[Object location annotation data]
_ _ _ _ _ _ _
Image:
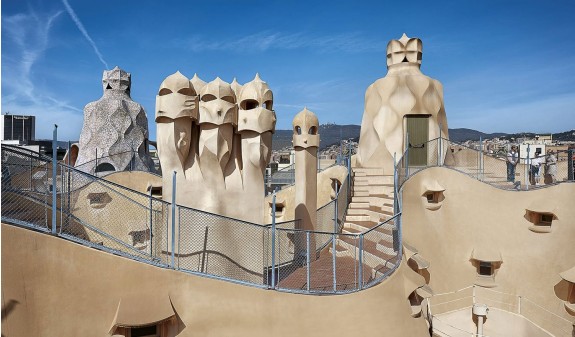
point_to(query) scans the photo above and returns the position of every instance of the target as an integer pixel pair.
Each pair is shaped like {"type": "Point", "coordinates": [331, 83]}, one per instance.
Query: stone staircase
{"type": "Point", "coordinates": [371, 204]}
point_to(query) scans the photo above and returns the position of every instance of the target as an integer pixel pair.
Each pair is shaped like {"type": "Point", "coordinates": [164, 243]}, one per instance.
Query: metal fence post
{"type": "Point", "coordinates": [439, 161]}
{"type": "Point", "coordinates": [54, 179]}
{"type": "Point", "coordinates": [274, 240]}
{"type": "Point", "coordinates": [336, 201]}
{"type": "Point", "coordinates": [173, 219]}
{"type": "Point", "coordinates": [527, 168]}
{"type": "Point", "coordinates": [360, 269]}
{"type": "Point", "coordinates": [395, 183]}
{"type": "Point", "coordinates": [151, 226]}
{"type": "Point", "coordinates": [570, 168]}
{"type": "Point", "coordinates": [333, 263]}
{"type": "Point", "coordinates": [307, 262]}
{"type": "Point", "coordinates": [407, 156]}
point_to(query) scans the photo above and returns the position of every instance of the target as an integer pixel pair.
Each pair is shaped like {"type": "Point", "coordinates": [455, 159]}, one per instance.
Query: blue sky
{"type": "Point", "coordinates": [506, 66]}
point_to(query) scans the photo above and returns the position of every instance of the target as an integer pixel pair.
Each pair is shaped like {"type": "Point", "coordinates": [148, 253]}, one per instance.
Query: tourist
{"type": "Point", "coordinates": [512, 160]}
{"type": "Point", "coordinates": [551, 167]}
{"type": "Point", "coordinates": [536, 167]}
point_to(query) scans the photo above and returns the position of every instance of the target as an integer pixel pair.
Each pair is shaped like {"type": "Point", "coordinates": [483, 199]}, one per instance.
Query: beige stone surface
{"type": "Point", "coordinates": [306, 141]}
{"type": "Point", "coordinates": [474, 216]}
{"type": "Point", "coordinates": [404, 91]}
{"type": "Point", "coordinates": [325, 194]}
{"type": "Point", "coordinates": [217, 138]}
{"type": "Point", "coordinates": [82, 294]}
_ _ _ _ _ _ _
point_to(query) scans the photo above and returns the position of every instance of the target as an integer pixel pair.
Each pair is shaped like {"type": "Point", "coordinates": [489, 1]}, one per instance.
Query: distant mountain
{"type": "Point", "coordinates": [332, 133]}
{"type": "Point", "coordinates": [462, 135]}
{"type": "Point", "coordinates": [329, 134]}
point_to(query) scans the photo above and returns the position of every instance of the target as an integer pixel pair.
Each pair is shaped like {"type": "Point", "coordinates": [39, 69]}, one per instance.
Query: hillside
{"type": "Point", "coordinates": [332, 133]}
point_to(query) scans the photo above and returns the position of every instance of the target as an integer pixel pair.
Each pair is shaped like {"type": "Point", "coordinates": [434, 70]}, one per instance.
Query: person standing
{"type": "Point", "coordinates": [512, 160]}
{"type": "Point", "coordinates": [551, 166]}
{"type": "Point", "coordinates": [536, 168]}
_ _ _ _ _ _ _
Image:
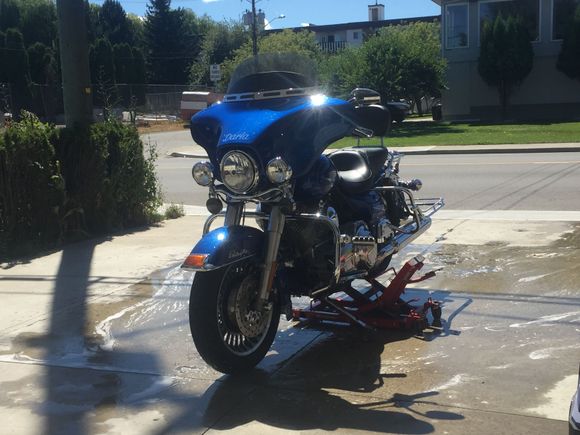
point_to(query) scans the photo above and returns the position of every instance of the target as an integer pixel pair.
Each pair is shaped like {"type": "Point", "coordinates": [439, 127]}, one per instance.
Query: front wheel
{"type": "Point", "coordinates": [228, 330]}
_ _ _ _ _ _ _
GIVEN EXERCISE:
Please list every line above that contains the word "stone", copying each one in full.

OUTPUT:
Query: stone staircase
Query: beige stone surface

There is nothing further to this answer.